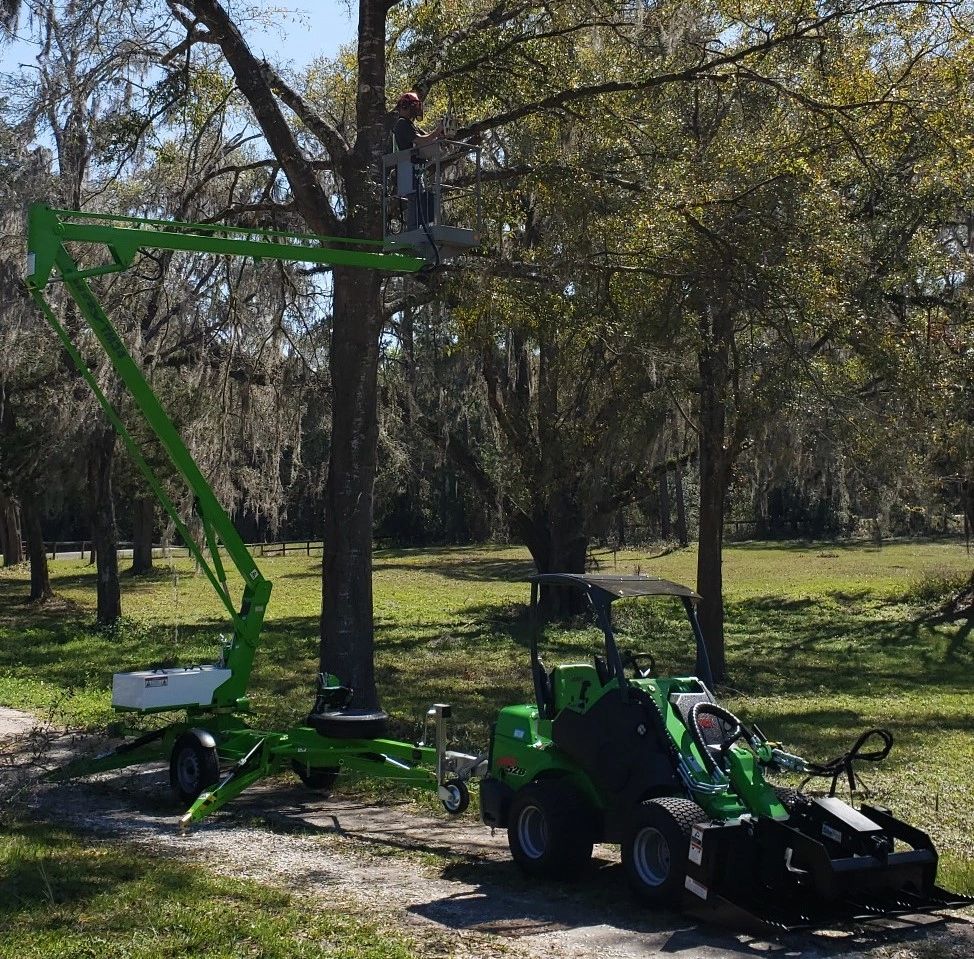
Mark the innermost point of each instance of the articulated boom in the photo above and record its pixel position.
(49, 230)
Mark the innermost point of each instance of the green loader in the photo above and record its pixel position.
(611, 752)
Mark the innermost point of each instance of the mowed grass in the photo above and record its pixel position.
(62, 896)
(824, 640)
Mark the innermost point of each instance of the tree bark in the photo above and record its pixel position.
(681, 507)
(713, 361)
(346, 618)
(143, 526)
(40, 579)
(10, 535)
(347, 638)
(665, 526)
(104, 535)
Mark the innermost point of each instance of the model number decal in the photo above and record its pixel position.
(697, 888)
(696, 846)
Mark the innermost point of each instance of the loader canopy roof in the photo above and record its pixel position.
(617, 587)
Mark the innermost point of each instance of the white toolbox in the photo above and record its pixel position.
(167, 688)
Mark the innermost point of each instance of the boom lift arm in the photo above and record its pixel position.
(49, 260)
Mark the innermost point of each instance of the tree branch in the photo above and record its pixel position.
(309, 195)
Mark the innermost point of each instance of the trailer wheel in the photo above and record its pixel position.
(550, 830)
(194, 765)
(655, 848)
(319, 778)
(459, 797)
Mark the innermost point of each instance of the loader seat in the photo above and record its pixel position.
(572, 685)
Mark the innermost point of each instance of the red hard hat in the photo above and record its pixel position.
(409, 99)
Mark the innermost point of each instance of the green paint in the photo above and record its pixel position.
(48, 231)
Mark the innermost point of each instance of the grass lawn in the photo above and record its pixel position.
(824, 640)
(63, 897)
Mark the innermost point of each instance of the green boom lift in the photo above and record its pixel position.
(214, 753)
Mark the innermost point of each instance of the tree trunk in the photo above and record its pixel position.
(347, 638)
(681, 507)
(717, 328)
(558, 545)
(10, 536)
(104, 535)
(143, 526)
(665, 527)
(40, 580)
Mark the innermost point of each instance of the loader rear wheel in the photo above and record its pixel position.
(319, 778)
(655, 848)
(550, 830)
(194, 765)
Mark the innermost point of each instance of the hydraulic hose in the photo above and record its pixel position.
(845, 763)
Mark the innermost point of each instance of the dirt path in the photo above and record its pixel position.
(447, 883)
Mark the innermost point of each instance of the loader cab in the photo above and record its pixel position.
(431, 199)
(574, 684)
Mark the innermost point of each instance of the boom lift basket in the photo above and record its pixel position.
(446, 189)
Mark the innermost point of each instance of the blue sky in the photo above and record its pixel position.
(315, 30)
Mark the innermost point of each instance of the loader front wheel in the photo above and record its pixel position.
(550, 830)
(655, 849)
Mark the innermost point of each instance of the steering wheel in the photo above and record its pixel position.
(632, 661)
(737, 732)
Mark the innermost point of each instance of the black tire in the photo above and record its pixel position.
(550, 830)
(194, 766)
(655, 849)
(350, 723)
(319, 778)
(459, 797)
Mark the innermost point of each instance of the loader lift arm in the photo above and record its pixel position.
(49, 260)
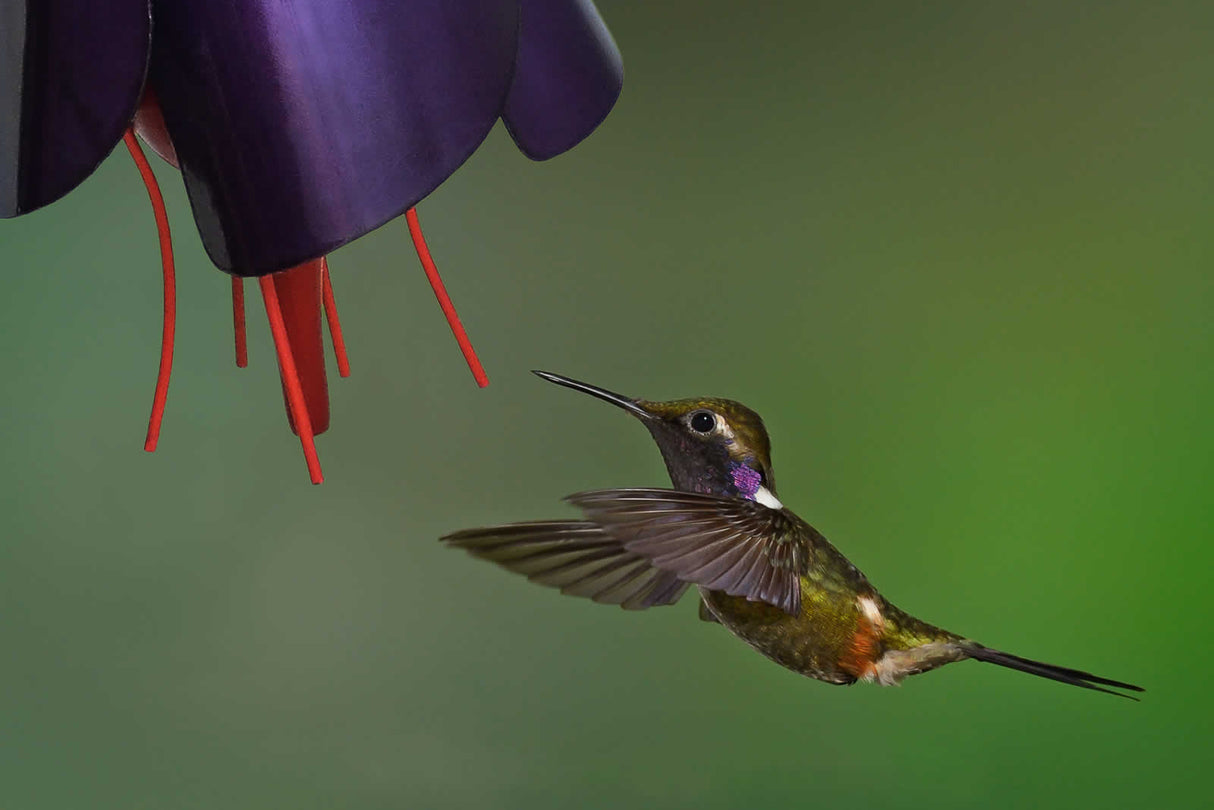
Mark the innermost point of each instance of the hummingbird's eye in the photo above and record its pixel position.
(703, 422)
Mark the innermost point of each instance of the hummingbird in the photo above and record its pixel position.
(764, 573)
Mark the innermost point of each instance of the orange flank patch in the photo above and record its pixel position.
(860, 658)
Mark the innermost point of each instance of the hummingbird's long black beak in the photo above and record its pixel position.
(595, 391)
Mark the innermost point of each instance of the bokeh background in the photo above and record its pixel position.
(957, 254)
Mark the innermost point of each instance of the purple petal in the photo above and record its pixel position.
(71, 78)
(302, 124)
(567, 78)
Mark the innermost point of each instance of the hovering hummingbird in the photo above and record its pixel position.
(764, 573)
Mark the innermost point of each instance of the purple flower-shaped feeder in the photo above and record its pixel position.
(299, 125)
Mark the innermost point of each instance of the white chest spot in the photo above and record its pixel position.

-.-.-

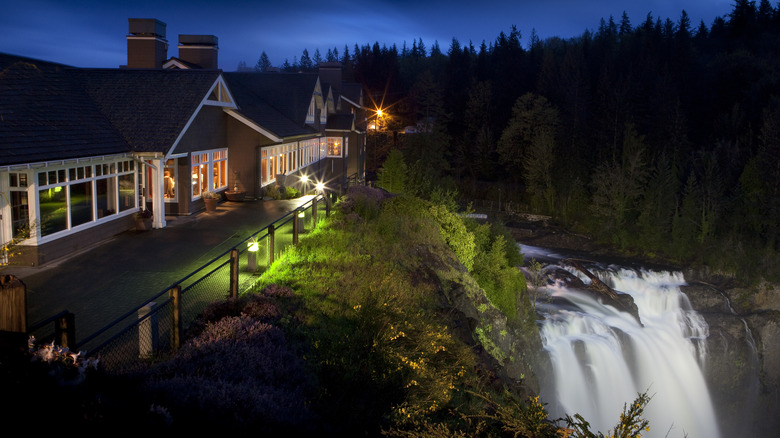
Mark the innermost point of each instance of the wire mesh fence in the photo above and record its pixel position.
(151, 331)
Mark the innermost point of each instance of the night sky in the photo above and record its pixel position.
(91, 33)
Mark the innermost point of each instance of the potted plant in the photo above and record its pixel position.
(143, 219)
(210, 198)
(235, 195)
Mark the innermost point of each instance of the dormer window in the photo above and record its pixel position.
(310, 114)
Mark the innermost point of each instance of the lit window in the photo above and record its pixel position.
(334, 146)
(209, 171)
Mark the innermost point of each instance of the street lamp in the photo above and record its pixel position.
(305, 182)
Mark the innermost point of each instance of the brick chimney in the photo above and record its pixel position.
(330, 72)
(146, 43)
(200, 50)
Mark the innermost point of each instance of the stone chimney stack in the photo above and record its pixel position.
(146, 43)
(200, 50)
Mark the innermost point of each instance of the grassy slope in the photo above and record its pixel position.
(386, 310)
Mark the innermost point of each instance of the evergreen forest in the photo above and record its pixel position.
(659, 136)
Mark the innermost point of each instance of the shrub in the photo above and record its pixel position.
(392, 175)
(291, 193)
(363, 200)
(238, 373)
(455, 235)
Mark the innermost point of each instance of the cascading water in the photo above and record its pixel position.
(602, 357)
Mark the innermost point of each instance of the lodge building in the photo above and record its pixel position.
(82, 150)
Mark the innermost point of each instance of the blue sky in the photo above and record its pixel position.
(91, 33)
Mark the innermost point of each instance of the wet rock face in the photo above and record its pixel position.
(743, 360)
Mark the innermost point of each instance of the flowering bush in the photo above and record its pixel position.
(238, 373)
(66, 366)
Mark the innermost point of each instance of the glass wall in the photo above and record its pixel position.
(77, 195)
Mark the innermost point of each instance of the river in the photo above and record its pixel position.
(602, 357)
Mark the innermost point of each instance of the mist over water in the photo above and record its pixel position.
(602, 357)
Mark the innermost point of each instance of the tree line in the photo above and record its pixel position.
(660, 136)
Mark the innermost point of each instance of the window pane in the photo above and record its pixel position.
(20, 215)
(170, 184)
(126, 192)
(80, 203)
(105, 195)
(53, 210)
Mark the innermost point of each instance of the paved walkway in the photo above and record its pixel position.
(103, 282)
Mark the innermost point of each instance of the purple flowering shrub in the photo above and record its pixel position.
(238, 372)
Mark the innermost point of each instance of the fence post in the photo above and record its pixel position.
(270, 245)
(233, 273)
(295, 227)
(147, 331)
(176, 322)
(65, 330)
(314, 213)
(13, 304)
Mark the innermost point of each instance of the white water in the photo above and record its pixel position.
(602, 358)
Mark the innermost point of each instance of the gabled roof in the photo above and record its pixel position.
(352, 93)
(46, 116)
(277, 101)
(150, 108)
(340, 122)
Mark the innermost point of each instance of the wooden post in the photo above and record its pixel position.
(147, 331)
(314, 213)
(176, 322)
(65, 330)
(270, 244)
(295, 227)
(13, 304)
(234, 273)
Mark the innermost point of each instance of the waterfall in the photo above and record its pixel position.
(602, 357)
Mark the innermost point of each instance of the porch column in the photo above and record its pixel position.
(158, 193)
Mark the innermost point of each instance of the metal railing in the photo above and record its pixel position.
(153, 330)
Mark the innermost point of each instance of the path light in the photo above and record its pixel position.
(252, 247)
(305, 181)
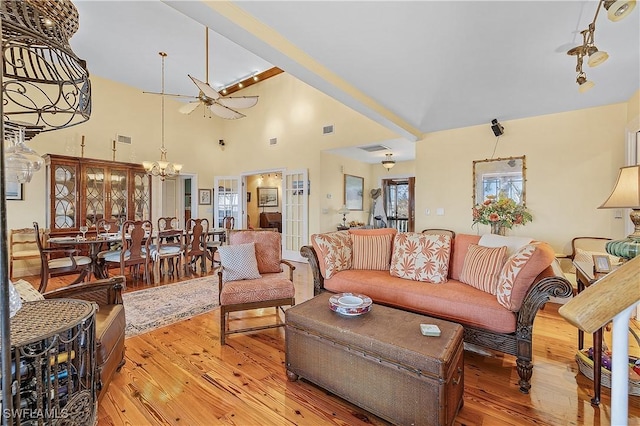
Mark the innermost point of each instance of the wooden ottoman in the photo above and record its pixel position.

-.-.-

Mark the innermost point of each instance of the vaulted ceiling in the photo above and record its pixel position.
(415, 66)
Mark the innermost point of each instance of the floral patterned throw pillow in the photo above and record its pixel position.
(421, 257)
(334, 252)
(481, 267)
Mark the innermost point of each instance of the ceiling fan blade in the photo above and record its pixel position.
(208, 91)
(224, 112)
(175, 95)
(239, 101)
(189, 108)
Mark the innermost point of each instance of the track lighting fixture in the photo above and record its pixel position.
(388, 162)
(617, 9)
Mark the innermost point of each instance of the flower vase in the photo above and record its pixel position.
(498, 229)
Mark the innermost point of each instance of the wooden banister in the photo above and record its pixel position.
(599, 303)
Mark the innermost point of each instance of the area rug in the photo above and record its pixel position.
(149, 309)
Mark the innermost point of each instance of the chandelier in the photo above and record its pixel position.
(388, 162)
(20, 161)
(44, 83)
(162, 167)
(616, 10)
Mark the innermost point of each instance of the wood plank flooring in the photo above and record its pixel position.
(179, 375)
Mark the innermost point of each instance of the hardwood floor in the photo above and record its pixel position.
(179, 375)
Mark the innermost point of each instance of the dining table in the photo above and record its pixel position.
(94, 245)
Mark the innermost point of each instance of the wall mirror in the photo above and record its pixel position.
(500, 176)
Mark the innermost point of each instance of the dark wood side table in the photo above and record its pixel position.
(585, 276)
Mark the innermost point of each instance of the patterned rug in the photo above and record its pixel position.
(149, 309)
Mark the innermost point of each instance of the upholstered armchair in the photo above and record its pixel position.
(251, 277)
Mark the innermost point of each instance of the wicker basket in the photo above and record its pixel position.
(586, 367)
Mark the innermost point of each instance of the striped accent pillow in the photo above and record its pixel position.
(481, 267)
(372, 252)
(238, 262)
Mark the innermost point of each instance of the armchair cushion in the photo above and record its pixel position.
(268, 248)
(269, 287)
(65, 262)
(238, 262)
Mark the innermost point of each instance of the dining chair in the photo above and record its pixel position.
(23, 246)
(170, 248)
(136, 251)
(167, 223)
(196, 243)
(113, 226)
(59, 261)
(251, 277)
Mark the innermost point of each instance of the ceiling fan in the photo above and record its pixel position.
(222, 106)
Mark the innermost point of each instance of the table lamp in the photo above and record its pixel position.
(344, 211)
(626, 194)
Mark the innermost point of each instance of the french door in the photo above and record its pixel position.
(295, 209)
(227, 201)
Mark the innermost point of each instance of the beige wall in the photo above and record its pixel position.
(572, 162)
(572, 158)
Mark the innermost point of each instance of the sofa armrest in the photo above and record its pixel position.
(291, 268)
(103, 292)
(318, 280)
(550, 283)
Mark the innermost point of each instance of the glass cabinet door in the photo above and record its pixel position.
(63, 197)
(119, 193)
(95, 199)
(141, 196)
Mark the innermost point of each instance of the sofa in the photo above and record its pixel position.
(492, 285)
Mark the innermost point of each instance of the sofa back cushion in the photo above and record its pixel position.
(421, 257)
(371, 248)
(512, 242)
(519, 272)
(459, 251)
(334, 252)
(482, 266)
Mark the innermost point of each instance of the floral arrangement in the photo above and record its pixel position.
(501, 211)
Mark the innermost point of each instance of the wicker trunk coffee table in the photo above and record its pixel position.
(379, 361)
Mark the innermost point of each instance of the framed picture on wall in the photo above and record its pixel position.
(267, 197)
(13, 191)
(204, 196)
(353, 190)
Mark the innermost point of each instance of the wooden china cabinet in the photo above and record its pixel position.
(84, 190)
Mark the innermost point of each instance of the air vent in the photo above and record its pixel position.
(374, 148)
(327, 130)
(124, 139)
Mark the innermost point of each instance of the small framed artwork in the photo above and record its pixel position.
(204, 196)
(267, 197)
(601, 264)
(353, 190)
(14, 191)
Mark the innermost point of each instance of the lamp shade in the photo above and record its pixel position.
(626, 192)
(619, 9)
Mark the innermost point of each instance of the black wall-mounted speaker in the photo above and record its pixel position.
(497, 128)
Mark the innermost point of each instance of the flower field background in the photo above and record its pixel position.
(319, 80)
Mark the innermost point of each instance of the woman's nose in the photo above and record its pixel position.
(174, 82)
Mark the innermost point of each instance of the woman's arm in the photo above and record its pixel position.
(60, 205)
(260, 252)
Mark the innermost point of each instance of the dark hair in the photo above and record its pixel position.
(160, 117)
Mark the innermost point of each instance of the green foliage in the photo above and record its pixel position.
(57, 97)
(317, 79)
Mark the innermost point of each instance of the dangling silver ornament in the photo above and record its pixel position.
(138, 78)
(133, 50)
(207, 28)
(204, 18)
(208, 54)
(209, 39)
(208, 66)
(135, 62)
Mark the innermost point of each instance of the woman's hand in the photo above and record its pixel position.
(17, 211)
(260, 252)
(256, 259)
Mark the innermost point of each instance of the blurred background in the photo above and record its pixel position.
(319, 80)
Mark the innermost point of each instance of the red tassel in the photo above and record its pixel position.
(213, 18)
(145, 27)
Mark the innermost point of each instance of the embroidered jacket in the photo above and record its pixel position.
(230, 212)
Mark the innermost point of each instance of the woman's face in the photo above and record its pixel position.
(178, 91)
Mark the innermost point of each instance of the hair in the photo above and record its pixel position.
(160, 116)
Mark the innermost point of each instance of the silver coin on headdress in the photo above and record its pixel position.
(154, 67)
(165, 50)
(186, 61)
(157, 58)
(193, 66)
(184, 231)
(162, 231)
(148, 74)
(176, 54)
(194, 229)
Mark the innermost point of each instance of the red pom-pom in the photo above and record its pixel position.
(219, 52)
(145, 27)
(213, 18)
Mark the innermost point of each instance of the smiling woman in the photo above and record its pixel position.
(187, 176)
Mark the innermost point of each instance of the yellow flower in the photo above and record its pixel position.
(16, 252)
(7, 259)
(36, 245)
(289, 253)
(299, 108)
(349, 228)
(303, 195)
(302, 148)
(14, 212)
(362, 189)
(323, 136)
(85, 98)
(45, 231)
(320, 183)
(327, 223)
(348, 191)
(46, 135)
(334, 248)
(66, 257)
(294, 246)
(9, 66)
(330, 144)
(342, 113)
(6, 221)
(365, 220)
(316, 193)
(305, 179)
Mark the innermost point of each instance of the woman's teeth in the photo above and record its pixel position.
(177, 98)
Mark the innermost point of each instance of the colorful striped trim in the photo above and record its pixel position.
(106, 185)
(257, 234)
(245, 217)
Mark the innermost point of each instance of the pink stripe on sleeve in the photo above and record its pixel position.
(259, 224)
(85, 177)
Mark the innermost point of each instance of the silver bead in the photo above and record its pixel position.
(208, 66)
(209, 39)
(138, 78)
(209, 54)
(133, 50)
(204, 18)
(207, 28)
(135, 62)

-.-.-

● **WORK TO BE COMPLETED**: Select every line in the records that contains the word "armchair", and copy each of those lines in full.

● **FINAL RESULT**:
Mark the innermost point of each instance of the upholstered armchair in the photo above and record its pixel position.
Mark the innermost point of each instance of the armchair cushion in the photo above and record its pixel position.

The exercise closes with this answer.